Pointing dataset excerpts
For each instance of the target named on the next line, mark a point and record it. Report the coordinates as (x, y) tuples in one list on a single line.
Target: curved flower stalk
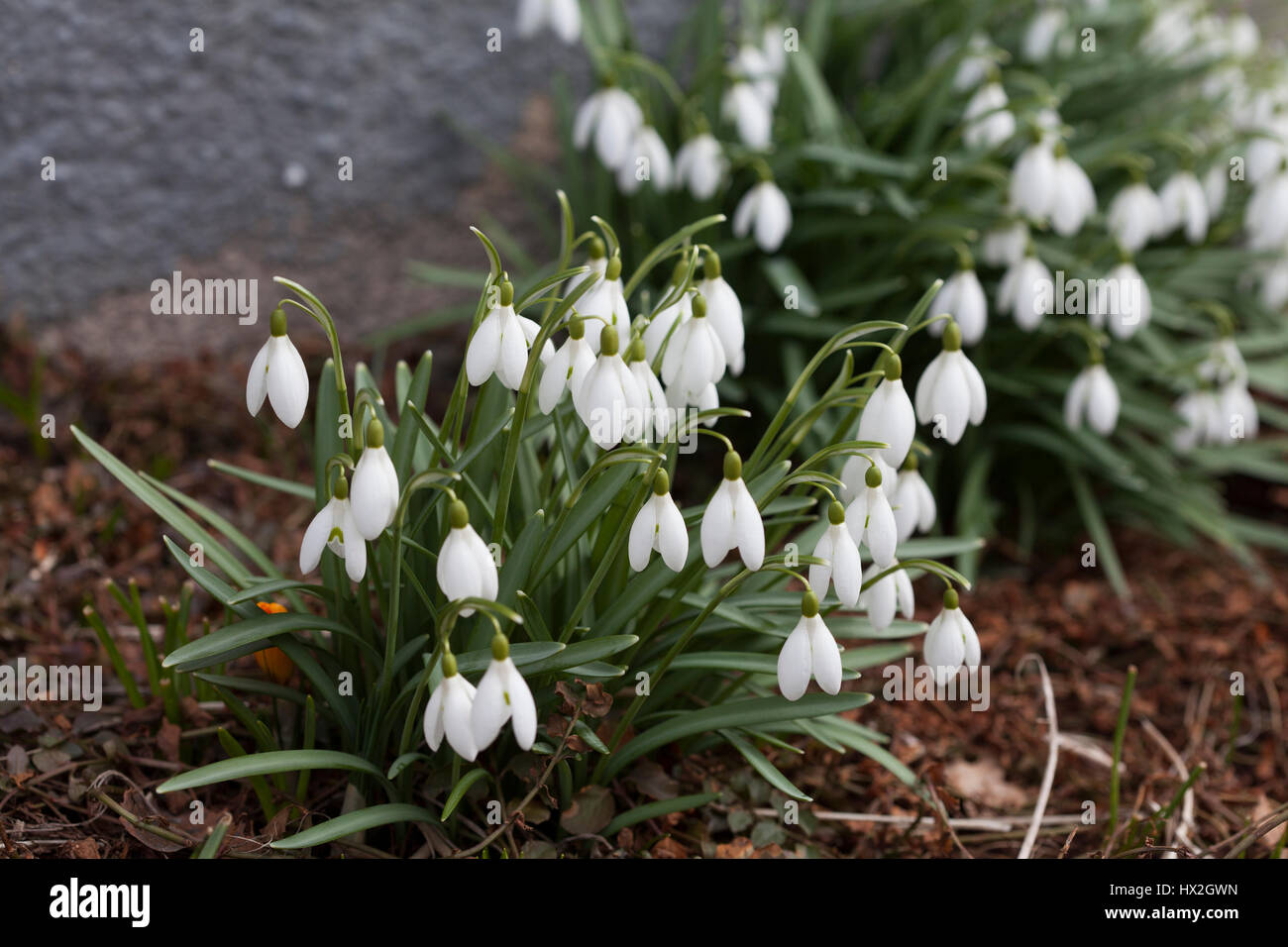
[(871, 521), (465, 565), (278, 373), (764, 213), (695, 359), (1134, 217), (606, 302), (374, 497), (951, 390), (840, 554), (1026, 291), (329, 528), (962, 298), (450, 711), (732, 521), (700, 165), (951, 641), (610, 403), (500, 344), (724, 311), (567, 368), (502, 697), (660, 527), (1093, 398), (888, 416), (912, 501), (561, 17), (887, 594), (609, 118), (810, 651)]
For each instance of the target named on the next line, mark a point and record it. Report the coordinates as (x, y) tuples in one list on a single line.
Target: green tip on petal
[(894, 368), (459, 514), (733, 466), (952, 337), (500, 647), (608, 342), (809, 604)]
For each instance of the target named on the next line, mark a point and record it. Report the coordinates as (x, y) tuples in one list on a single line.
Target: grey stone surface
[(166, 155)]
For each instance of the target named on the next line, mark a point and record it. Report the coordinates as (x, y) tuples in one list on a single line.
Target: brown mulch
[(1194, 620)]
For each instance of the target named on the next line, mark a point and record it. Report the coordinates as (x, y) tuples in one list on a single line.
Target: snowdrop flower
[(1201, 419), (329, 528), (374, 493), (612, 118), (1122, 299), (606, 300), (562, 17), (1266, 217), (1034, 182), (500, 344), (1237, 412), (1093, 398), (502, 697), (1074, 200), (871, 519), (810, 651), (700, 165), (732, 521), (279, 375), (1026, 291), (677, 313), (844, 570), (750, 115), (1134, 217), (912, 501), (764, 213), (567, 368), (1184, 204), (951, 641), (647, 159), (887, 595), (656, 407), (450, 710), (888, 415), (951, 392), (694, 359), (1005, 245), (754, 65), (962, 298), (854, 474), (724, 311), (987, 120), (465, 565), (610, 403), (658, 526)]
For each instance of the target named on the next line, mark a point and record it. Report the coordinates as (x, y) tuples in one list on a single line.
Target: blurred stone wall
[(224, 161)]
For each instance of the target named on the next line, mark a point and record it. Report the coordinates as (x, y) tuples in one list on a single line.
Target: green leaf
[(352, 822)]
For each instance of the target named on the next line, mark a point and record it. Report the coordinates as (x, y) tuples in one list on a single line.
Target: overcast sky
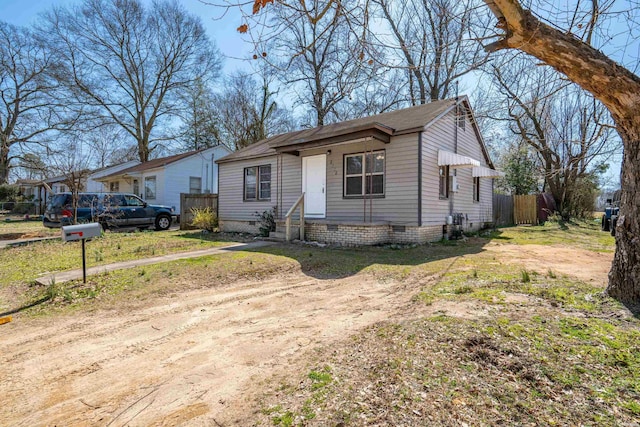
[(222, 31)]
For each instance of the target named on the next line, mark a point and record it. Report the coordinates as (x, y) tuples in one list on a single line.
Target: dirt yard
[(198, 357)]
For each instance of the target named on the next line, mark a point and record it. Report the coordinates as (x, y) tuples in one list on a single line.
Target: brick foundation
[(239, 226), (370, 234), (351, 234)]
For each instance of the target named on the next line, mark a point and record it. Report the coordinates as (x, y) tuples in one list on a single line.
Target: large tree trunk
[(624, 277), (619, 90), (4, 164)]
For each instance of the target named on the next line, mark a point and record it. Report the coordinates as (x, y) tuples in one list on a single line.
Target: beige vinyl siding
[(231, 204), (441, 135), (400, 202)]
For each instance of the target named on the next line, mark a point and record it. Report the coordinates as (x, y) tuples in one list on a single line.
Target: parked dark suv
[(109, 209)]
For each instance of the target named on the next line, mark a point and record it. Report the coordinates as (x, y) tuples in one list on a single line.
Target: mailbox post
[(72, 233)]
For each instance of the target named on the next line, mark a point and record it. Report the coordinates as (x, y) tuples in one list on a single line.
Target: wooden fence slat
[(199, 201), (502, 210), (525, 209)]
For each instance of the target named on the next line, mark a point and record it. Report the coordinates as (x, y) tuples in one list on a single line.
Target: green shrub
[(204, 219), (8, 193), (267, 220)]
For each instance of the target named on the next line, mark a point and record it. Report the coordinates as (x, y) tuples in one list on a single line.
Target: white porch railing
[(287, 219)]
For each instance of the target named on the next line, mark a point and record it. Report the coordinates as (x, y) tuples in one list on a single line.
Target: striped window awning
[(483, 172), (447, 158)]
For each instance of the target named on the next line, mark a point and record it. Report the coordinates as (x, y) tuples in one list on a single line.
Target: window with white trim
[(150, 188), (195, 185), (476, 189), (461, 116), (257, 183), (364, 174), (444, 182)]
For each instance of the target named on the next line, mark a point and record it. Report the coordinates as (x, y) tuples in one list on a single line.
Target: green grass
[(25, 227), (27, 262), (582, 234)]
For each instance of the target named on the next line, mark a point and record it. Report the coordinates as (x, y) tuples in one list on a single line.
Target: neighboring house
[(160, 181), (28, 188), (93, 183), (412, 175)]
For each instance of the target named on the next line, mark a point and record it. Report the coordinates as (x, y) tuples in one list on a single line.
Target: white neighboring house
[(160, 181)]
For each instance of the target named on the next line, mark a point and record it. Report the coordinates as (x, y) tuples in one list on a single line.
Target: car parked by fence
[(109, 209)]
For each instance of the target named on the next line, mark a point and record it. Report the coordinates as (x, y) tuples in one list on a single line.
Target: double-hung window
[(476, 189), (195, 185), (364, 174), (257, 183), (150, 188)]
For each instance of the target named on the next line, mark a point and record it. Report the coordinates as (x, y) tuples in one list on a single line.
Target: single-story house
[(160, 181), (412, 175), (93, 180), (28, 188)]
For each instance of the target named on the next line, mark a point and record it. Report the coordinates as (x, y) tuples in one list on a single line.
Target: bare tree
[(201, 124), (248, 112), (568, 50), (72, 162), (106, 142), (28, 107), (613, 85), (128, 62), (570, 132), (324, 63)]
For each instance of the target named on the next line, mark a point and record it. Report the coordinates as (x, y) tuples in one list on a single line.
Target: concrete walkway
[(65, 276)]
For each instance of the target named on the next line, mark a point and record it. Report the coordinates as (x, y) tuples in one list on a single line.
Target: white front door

■ **Aim of the exercise**: Leave out the pictures and output every record above precisely as given.

■ **Worked answer**:
For each instance of the target named on the next line, mark a point and record it. Report the coordinates as (x, y) tuples in one list on a single line.
Target: curved flower stalk
[(871, 521), (465, 565), (278, 373), (764, 213), (695, 359), (1134, 217), (606, 302), (374, 497), (951, 390), (840, 554), (1026, 291), (329, 528), (962, 298), (450, 711), (732, 521), (700, 165), (951, 641), (610, 403), (500, 344), (724, 311), (567, 368), (502, 697), (660, 527), (1093, 398), (888, 416), (912, 501), (561, 17), (887, 594), (609, 118), (810, 651)]
For each instance of the target named on the next line, mark a point and record it. Report the coordinates as (x, y) tuples in one list on a single line.
Target: green tip on petal
[(894, 368), (459, 514), (733, 466), (952, 337), (500, 647), (608, 342), (809, 604)]
For each instance of the target named on the next line, mark a point and record it. Report the coordinates as (x, y) tuples in one list on a single line.
Target: grey stone surface
[(166, 155)]
For each instance of the target named on the next line, mark a point and record it. Report the coordinates as (x, y) tuples in one list on a single line.
Target: brown mulch
[(1194, 620)]
For each instance of the target named on the next line, mark a point and record it. Report the coordinates as (x, y) tuples in one list on a single line.
Target: snowdrop flower
[(1201, 419), (329, 528), (374, 493), (612, 118), (1122, 299), (606, 300), (562, 17), (1266, 217), (1034, 182), (500, 344), (1237, 412), (1093, 398), (502, 697), (1074, 200), (871, 519), (810, 651), (700, 165), (732, 521), (279, 375), (1026, 291), (677, 313), (844, 570), (750, 115), (1134, 217), (912, 501), (764, 213), (567, 368), (1184, 204), (951, 641), (647, 159), (887, 595), (656, 407), (450, 710), (888, 415), (951, 392), (694, 359), (1005, 245), (754, 65), (962, 298), (854, 474), (724, 311), (987, 120), (465, 565), (610, 403), (658, 526)]
For each instance of the target named on the next line, mark a point and record it. Report the coordinates as (x, y) tuples in one list on a single line.
Target: blurred stone wall
[(224, 161)]
For each instance of the target named on the next line, mark a point and record it. Report the coordinates as (x, y) tuples in one list on a single line.
Target: green leaf
[(352, 822)]
For each instance of the target named on the next line, mark a point and record it. Report the coordinates as (x, y) tuples in one list on a single line.
Target: overcast sky
[(222, 31)]
For each instance of the target named on the next line, mark a point and record it. Report the coordinates as (x, y) tuples in one list on a single line.
Target: dirt yard
[(198, 357)]
For each instance of the target named on the next line, mark a point and record it. Report the coordinates as (x, y) tuples in one list on a single line.
Target: brick foundation
[(239, 226), (370, 234), (351, 234)]
For each instance of the target named on the next line, mark a point and record it. Report the coordinates as (x, y) tuples in one list on a single line.
Target: large tree trunk
[(624, 277), (619, 90), (4, 164)]
For each instance of the target named on the next line, mark a point and record it. Report the coordinates as (x, y) tuples in one list on a single line.
Target: beige vinyl siding
[(231, 204), (441, 135), (400, 202)]
For each instance of the target named on the next line, mark a point and record it. Report the coordinates as (x, y) tuples in one list on a single line.
Target: parked dark suv
[(109, 209)]
For each instance of the target named on the next line, mark a point and record it. Report the coordinates as (x, y) tuples in one list on a single line.
Target: mailbox post
[(72, 233)]
For each instance of the target named on the next line, mark a point and record it. Report the coordinates as (x, y) tuples in one list on a single line.
Target: wooden fence slat
[(199, 201), (502, 210), (525, 209)]
For each instance of the target named on the next line, mark a point and record it. Report the coordinates as (x, y) tuples in one list on a single line.
Target: green shrub
[(204, 219), (8, 193), (267, 220)]
For each instance of the target named on the next line, mark a point and record it. Report the coordinates as (x, y) tuples in one list on a single line.
Target: white porch railing
[(287, 219)]
For each instance of the target named on the next line, mark a point and record it. Report the coordinates as (x, y) tuples in one list on a single line.
Target: striped window awning
[(483, 172), (447, 158)]
For each instance of the target named on the next line, mark a point and record it. Report the coordinates as (x, y) tuples in one list on a single line.
Target: window with white trim
[(150, 188), (195, 185), (476, 189), (461, 116), (257, 183), (364, 174), (444, 182)]
For each instance of the target named on the next line, mark a point and record it. Report the coordinates as (x, y) tuples in one list on a single line.
Target: green grass
[(25, 227), (27, 262), (582, 234)]
For each instance of the target named on the next line, mark a point and record it. Report the coordinates as (x, y) tuples in one list on a single line.
Target: neighboring house
[(160, 181), (28, 188), (93, 183), (412, 175)]
For each instance of the target named on the next line, mark a point and record it. Report the coordinates as (x, y) tuples in one list on a single line.
Target: white neighboring house
[(160, 181)]
For each instance of the target named on the next line, mark a point and record it. Report the coordinates as (x, y) tuples in one list on a single line.
Target: car parked by fence
[(109, 209)]
For each instance of the target named on the next line, mark a point and record it. Report the coordinates as (x, y) tuples in one list on a single line.
Target: double-hung window
[(476, 189), (195, 185), (364, 174), (257, 183), (150, 188)]
For each instance of the target named on the next line, mark a point and record it. Report the coordinates as (x, y) tuples in one list on a single line.
Target: single-story house
[(160, 181), (412, 175), (93, 180), (28, 188)]
For each instance of the target named on the next line, mark a point and record it. Report the coordinates as (x, y) tuples in one list on a single line.
Target: bare tree
[(201, 124), (248, 112), (568, 50), (72, 162), (106, 142), (28, 107), (613, 85), (128, 62), (570, 132), (324, 63)]
For each instance of the target named on the next line, mark a point and record it. Report the coordinates as (x, y) tuples in one list on a single line.
Target: concrete walkway
[(65, 276)]
For each instance of the target named on the next line, mark a point and record it. Report the coordinates as (x, y) tuples in one list on a single line.
Target: white front door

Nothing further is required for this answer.